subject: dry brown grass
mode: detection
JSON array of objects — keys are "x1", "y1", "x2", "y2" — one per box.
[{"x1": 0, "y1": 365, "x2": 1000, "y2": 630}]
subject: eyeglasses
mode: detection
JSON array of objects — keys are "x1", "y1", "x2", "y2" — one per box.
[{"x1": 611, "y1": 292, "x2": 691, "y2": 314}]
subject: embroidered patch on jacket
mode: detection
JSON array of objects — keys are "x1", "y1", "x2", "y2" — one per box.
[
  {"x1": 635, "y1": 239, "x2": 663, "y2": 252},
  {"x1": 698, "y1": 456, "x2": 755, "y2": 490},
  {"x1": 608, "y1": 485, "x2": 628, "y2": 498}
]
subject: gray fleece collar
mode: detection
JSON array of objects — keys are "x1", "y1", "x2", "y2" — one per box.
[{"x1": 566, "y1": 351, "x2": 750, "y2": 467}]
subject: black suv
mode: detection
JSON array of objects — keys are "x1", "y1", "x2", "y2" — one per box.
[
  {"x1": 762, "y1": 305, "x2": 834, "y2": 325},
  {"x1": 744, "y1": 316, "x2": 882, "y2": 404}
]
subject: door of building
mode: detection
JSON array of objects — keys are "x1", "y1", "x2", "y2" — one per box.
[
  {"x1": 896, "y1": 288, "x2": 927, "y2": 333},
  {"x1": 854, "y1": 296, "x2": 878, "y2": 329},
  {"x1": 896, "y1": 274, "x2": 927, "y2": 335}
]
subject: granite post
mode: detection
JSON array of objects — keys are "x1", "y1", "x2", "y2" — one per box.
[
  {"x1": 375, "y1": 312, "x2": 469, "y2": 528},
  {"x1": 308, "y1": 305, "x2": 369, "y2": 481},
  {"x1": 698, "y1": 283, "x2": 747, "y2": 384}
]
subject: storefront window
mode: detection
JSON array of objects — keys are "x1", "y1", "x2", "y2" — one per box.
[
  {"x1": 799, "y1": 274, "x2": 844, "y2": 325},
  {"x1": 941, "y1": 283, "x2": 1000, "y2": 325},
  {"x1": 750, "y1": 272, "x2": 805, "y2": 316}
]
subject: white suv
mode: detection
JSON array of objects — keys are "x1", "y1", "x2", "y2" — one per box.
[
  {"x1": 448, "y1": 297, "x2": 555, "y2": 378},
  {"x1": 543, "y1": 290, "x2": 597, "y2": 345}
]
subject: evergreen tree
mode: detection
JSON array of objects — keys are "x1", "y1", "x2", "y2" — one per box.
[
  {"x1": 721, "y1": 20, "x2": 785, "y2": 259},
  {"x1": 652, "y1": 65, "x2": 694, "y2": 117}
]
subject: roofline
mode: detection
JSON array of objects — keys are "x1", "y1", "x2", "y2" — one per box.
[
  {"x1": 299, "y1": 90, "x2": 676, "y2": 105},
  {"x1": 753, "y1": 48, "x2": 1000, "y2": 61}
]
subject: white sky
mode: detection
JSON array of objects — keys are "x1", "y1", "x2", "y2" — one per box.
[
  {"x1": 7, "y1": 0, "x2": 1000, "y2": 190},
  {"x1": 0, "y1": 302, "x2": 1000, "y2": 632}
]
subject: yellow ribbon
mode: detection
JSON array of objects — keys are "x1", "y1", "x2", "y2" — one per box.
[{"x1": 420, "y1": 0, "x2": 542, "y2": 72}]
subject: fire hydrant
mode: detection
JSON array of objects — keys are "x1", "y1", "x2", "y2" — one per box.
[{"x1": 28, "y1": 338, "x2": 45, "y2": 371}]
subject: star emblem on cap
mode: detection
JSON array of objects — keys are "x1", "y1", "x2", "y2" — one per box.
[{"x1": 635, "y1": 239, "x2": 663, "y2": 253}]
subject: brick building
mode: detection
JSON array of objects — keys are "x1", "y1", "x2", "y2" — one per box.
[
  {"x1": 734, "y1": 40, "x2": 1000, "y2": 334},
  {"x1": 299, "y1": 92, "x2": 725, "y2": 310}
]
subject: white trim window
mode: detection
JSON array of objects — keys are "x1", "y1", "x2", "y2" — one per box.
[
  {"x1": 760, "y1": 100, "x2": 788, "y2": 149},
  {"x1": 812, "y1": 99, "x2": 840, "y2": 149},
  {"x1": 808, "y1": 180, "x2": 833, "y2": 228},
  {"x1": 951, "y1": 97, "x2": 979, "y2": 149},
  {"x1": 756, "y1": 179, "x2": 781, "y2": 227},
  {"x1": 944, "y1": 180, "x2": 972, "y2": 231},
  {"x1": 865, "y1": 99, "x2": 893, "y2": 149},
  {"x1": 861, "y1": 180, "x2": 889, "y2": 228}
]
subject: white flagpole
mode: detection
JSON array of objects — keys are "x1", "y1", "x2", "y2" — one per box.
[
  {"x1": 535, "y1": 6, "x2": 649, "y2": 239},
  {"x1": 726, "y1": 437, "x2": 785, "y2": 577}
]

—————

**EXERCISE PROMPT**
Which lines in the material above contain the word "white"? Copy each of them.

**ANSWER TO THE TASK**
subject: white suv
subject: white sky
subject: white trim window
subject: white flagpole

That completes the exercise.